> Task
Copy the records below word for word, from the line that contains "Q: Report x and y for each instance of the light" through the final line of the records, including both ends.

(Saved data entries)
┌──
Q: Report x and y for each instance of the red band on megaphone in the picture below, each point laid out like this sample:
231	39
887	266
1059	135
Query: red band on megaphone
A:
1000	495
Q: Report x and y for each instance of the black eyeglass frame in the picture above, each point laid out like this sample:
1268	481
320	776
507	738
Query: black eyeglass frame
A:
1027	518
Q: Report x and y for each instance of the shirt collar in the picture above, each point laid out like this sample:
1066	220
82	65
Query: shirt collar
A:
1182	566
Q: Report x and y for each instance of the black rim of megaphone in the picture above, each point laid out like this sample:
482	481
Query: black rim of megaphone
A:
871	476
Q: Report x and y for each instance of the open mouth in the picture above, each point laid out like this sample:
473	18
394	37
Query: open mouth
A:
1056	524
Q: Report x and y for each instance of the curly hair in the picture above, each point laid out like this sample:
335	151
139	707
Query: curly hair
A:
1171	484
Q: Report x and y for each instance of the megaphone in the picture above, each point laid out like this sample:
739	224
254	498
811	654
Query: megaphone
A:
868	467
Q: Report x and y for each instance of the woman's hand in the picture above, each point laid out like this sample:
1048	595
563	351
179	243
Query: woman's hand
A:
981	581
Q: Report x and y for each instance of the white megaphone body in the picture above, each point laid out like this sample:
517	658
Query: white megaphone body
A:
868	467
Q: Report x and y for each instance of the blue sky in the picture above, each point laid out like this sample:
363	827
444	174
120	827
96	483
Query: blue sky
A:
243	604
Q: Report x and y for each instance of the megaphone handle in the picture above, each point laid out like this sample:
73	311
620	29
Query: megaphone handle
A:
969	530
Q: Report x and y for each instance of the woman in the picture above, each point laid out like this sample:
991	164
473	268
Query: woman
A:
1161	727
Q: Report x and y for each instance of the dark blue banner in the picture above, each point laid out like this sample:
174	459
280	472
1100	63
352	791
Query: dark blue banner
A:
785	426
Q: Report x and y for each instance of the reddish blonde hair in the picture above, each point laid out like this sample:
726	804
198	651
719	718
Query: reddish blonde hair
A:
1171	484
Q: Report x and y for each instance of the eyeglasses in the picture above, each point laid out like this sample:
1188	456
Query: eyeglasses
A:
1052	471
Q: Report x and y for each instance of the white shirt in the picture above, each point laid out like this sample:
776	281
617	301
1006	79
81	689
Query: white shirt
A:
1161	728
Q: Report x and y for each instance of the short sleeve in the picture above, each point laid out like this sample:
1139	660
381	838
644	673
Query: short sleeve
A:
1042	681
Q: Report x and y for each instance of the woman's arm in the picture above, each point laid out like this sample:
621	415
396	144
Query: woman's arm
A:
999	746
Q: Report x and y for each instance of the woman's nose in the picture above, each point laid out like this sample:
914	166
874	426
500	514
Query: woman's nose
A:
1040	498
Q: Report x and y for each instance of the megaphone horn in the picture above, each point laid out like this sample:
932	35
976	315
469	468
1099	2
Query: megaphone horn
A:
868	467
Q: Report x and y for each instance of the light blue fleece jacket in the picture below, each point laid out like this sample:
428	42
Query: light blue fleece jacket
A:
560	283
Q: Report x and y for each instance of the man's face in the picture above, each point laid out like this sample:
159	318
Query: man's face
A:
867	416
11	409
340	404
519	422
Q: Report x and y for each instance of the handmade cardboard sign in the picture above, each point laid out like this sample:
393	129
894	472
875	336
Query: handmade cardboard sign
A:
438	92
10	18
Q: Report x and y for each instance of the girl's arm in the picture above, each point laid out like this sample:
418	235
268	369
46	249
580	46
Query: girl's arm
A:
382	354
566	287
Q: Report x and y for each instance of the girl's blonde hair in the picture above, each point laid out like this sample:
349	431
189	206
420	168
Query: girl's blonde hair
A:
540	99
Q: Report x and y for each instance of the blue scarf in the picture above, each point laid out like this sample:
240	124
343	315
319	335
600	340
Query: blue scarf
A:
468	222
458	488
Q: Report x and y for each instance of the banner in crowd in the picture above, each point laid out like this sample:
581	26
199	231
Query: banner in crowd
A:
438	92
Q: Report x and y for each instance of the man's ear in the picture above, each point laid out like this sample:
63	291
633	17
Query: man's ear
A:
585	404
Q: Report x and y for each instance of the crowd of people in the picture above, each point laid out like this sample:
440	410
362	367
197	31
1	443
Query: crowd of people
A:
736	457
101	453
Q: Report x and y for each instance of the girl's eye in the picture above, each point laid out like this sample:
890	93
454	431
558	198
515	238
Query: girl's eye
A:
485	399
└──
> Completed exercise
Q: Report x and y for each instance of the light blue fleece jacket in the picture below, each point laid out like this sample:
428	42
Query: light blue fleece jacket
A:
560	283
Q: Report x and y for each instance of the man's face in the picture above, each point laid out like this sample:
159	318
Query: man's face
A:
867	416
11	409
340	404
519	422
Q: Report x and y for each instance of the handmade cardboard sign in the picture above, each point laid out like this sample:
393	129
894	472
875	336
Query: handmade cardboard sign
A:
438	92
10	18
Q: Report x and y for each instance of the girl's arm in the picture above, each point laid out like this sample:
418	235
268	369
46	249
580	46
Query: girl's arm
A:
382	354
566	287
Q: Report x and y for each instance of the girl's blonde hair in the picture above, each point laid out like this sample:
349	431
189	206
420	168
Query: girl's blonde hair
A:
540	99
Q: Report x and y for each instance of the blue scarf in the picture above, each point laid out like this sample:
240	124
343	315
319	335
600	340
Query: blue scarf
A:
468	222
458	488
Q: Report x and y for each instance of the banner in crowd in the picture above, each point laid out like this sample:
581	26
199	231
Query: banner in crowd
A:
438	92
Q: Report x and y for each instance of the man's ear in the picture above, each point laid out like this sample:
63	291
633	17
Query: man's ear
A:
585	404
Q: Report x and y for each instance of the crowd of people in the picture above, each point laid out like this sample:
440	410
362	367
197	31
1	443
Query: crowd of people
A:
736	457
101	453
Q: Report x and y for each instance of the girl's eye in the picture above, each point laid out like this sample:
890	93
454	431
558	198
515	238
Query: girl's eye
A:
485	399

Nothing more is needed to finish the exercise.